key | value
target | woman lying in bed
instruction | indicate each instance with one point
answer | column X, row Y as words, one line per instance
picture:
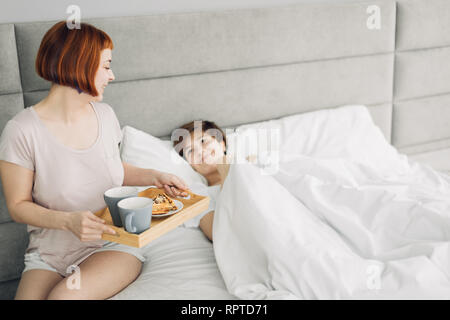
column 203, row 145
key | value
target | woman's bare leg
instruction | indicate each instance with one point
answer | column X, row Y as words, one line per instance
column 102, row 275
column 36, row 284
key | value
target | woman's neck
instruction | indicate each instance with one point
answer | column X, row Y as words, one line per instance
column 64, row 103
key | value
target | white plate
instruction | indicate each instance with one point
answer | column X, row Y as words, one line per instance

EXERCISE TASK — Format the lines of all the items above as a JSON list of strings, one string per line, with blank lines omitted. Exclude the pictures from the list.

ANSWER TO THE PROBLEM —
[
  "key | value",
  "target | woman lying in bed",
  "instruction | indicate each instance with one point",
  "answer | column X, row Y as words, one line per instance",
  "picture:",
  "column 203, row 145",
  "key | value",
  "target | woman's bare leg",
  "instruction | indicate each instance with one point",
  "answer | column X, row Y as words, one line per instance",
  "column 102, row 275",
  "column 36, row 284",
  "key | value",
  "target | woman's neck",
  "instruction | indicate each instance with one point",
  "answer | column X, row Y as words, one line per instance",
  "column 64, row 103",
  "key | value",
  "target | white plate",
  "instruction | indicate each instance with one point",
  "answer | column X, row Y as words, one line per instance"
]